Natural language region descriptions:
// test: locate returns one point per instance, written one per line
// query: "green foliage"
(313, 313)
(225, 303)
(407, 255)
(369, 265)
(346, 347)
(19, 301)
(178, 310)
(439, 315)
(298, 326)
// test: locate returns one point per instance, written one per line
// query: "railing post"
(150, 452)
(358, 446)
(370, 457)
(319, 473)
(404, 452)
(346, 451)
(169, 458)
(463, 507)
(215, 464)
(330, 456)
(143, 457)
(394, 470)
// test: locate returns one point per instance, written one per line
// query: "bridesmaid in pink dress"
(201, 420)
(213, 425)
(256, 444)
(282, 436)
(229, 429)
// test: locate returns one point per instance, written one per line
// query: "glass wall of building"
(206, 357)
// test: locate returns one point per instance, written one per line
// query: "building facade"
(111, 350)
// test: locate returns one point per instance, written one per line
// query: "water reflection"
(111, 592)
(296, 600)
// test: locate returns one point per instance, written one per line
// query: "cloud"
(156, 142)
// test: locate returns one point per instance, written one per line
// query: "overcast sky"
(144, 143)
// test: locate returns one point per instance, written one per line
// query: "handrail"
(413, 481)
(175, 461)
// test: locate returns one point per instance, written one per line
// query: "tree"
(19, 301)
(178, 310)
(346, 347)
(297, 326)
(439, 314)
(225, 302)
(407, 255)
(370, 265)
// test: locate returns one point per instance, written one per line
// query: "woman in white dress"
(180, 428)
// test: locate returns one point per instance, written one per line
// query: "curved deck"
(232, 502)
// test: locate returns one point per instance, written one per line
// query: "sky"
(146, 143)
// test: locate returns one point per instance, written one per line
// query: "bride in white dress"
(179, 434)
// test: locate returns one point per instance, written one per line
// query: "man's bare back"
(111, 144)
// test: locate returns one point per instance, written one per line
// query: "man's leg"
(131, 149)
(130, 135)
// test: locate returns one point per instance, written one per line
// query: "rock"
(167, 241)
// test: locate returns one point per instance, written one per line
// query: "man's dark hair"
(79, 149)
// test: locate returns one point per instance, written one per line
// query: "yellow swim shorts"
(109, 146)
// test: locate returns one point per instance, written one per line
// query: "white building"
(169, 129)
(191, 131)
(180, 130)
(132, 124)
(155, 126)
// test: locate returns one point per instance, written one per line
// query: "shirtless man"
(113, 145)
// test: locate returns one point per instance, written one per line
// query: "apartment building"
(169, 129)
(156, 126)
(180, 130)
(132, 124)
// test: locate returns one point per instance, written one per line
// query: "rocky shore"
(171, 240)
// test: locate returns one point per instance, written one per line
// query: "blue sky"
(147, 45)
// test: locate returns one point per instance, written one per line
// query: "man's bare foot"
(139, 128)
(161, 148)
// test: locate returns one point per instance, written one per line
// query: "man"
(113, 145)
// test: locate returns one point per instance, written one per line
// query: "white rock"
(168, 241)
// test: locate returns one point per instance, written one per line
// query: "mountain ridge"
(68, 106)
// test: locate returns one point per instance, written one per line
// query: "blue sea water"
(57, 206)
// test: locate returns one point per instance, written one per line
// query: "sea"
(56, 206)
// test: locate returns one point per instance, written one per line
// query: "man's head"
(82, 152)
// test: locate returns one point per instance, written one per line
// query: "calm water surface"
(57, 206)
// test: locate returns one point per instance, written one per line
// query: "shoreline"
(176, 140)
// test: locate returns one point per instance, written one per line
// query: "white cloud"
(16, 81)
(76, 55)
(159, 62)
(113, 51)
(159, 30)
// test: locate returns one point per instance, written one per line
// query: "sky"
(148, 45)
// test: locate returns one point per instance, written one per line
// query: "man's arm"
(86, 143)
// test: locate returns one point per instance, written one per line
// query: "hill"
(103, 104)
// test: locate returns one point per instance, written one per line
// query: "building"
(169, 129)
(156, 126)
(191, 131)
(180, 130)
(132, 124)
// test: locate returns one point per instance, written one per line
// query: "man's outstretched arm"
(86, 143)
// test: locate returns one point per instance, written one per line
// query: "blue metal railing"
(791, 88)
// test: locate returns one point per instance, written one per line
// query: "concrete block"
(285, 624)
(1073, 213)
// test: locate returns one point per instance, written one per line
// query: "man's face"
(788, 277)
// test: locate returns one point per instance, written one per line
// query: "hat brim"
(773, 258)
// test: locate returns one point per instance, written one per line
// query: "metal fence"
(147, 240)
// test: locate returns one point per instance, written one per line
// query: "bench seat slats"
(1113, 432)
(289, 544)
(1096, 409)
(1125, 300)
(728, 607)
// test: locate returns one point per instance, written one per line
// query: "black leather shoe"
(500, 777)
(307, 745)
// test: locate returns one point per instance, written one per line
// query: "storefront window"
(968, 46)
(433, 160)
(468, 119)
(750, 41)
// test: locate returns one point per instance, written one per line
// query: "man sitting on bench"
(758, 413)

§ ASSIGNMENT: Copy all records verbatim.

§ SOLUTION TO THE PROBLEM:
// test: locate returns one point per instance, written one per line
// query: "green foliage"
(313, 313)
(225, 303)
(407, 255)
(369, 265)
(346, 347)
(19, 301)
(178, 310)
(439, 315)
(298, 326)
// test: locate returns one point per instance, written one per line
// query: "railing post"
(150, 452)
(358, 446)
(370, 457)
(319, 473)
(404, 452)
(346, 451)
(169, 458)
(463, 507)
(215, 464)
(330, 456)
(143, 457)
(394, 470)
// test: locate returns one point per instance, written one per line
// query: "bridesmaid in pink dress"
(201, 420)
(213, 425)
(256, 444)
(282, 436)
(229, 429)
// test: locate returns one point per instance, written one per line
// query: "glass wall of building"
(206, 357)
// test: locate returns one point per instance, written one per line
// query: "building facade"
(111, 350)
// test: locate returns one point per instance, written one per line
// query: "water reflection"
(111, 592)
(296, 600)
// test: locate returns one point per instance, written one per line
// query: "cloud"
(156, 142)
// test: locate returns one point per instance, written one per line
// query: "overcast sky"
(144, 143)
// test: locate returns one point per instance, written one per line
// query: "handrail"
(413, 481)
(175, 461)
// test: locate returns one point per instance, written one per line
// query: "tree"
(19, 301)
(178, 310)
(346, 347)
(297, 326)
(439, 314)
(225, 302)
(407, 255)
(370, 265)
// test: locate returns one point per instance, written one per line
// query: "woman in white dress"
(180, 428)
// test: locate returns one point per instance, written one per line
// query: "curved deck"
(232, 502)
// test: locate returns one point per instance, written one per line
// query: "sky"
(146, 143)
// test: locate returns one point per instance, written one per line
// query: "bride in white dress"
(179, 434)
// test: locate returns one point per instance, written one per line
// query: "man's bare back"
(111, 144)
// test: locate returns one point per instance, written one per line
// query: "man's leg"
(131, 149)
(130, 135)
// test: locate returns one point per instance, written one per line
// query: "rock"
(167, 241)
// test: locate returns one point per instance, written one per line
// query: "man's dark hair"
(79, 149)
// test: locate returns one point per instance, written one per line
// query: "yellow swim shorts"
(109, 146)
// test: locate returns one point per instance, written one per line
// query: "white building"
(169, 129)
(191, 131)
(180, 130)
(132, 124)
(155, 126)
// test: locate returns one point per instance, written one per line
// query: "shirtless man"
(113, 145)
// test: locate returns one point per instance, written one per line
// query: "apartment building"
(169, 129)
(156, 126)
(180, 130)
(132, 124)
// test: locate returns one point per instance, written one per line
// query: "rocky shore"
(171, 240)
// test: locate returns one point per instance, written one per line
// query: "blue sky"
(147, 45)
// test: locate returns one point per instance, written one per line
// query: "man's bare foot"
(139, 128)
(161, 148)
// test: locate returns one point per instance, written one per line
// query: "man"
(113, 145)
// test: locate returns one point per instance, written one per line
// query: "white rock"
(168, 241)
// test: locate returns one point per instance, written one per line
// query: "mountain ridge"
(68, 106)
// test: locate returns one point per instance, written one per line
// query: "blue sea water"
(57, 206)
// test: locate returns one point per instance, written one per line
// query: "sea"
(56, 206)
// test: locate returns one point per instance, written one per line
// query: "man's head"
(82, 152)
// test: locate returns one point per instance, written one per line
// query: "calm water surface"
(57, 206)
// test: locate returns one point per instance, written one per line
// query: "shoreline"
(176, 140)
// test: locate returns one point per instance, written one per line
// query: "white cloud"
(16, 81)
(76, 55)
(159, 62)
(113, 51)
(159, 30)
// test: locate returns one point per instance, written one per line
// query: "sky"
(148, 45)
// test: locate returns one point per instance, written one per line
// query: "man's arm"
(86, 143)
// test: locate returns one point per instance, written one per line
// query: "hill"
(103, 104)
// test: locate returns one point per instance, written one per line
// query: "building"
(169, 129)
(156, 126)
(191, 131)
(180, 130)
(132, 124)
// test: locate returns one point per instance, written one per line
// query: "man's outstretched arm"
(86, 143)
// test: locate returns one point per instance, written one per line
// query: "blue metal railing"
(791, 88)
// test: locate returns one point per instance, written one per line
// query: "concrete block"
(285, 624)
(1073, 213)
// test: locate returns one point per instance, written one per line
// query: "man's face"
(788, 277)
// test: locate returns one point per instance, written one per line
// query: "hat brim"
(773, 258)
// test: locate returns one point per instance, written one per line
// query: "metal fence"
(147, 240)
// test: locate returns one point per instance, written one per line
// query: "bench seat slats"
(1113, 432)
(289, 544)
(1096, 409)
(1125, 300)
(728, 607)
// test: locate returns one point per instance, written one per line
// query: "black leather shoe"
(500, 777)
(307, 745)
// test: locate returns one point per instance, written one per line
// query: "storefront window"
(968, 46)
(433, 160)
(468, 119)
(750, 41)
// test: locate returns one point per instance, written one per line
// query: "man sitting on bench"
(758, 413)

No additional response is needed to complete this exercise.